Exercise description
Scan the data below for lines holding the word "tree", and copy each line found.

--- START ---

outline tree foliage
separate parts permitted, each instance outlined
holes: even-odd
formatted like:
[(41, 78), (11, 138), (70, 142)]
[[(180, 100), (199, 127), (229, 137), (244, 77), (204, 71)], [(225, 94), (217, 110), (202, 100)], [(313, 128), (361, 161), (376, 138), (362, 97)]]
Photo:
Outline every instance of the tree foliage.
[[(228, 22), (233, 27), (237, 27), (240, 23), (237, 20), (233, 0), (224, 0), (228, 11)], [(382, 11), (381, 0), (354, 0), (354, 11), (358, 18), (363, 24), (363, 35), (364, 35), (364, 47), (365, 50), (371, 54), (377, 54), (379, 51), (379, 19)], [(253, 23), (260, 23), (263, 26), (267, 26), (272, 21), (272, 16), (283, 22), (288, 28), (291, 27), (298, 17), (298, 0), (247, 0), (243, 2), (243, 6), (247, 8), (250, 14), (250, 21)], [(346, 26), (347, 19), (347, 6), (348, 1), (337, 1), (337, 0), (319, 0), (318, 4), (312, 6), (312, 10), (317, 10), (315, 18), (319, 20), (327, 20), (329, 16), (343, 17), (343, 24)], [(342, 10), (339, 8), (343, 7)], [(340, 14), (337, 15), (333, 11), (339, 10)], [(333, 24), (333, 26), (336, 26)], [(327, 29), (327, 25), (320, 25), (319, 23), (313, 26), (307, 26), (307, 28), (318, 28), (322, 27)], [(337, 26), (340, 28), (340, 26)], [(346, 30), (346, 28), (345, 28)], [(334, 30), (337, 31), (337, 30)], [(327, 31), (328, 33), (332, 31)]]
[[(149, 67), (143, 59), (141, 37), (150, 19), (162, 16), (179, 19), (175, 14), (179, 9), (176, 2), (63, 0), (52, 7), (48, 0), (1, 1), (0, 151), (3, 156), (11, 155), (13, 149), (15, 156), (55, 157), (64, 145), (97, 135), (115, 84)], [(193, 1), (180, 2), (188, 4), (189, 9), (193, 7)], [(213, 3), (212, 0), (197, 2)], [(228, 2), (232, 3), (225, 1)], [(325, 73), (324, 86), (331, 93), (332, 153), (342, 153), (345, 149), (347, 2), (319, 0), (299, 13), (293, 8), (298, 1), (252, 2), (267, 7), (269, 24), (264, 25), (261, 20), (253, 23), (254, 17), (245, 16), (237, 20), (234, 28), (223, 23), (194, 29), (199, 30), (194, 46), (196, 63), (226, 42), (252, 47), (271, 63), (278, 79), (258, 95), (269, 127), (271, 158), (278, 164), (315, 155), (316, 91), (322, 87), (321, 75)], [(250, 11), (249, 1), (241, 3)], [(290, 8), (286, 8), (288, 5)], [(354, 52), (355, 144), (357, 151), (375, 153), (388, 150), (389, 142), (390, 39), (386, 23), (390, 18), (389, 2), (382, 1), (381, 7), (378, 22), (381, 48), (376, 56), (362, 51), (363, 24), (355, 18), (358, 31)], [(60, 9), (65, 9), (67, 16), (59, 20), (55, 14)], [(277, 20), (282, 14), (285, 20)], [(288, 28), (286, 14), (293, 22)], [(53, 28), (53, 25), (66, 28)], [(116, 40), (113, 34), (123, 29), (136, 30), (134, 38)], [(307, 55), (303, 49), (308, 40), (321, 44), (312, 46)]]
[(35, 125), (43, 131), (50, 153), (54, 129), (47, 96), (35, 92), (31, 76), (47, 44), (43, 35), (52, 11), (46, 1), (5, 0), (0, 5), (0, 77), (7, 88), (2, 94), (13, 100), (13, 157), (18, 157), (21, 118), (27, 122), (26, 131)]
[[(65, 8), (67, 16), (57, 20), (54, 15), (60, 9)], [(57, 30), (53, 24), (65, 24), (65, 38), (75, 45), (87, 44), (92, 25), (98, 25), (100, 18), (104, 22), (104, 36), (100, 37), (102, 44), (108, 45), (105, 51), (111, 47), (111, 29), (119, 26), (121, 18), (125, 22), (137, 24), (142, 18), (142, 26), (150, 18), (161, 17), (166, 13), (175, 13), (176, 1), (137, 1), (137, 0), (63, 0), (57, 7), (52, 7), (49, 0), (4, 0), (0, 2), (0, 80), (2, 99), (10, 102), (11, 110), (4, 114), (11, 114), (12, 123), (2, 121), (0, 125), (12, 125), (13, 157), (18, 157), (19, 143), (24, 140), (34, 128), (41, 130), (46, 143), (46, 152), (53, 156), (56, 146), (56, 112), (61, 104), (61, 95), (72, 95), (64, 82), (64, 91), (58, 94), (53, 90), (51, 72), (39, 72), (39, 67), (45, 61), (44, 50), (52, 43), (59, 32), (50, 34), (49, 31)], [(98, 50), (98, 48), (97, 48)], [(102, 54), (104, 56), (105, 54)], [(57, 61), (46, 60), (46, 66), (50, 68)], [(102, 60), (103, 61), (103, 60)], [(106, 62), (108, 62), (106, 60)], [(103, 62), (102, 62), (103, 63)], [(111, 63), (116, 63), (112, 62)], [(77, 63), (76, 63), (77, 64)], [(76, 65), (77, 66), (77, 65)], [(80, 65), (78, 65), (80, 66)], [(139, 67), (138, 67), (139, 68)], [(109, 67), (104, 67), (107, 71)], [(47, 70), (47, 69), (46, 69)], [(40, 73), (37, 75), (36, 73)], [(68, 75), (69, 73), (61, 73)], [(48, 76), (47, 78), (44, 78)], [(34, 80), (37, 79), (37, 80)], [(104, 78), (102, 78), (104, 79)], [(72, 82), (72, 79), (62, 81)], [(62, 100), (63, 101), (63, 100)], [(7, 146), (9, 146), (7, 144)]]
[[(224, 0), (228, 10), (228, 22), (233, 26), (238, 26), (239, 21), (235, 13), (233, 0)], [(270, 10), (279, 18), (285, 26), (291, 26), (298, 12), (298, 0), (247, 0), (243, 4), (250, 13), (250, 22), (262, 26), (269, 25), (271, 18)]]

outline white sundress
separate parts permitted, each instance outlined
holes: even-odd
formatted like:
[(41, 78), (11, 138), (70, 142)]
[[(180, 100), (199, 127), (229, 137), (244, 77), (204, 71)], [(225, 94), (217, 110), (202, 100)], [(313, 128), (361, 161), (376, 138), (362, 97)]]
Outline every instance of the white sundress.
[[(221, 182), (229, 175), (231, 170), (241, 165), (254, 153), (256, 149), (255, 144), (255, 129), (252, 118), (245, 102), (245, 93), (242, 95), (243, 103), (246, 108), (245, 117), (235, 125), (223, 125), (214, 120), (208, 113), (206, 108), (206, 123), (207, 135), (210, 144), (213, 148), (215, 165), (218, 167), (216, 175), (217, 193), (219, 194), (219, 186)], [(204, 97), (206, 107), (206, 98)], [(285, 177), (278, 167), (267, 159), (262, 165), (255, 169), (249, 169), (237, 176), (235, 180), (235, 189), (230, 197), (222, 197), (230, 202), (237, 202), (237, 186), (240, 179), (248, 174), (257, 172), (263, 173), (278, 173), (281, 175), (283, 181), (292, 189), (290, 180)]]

--- END ---

Response for this exercise
outline tree foliage
Outline every instance of the tree foliage.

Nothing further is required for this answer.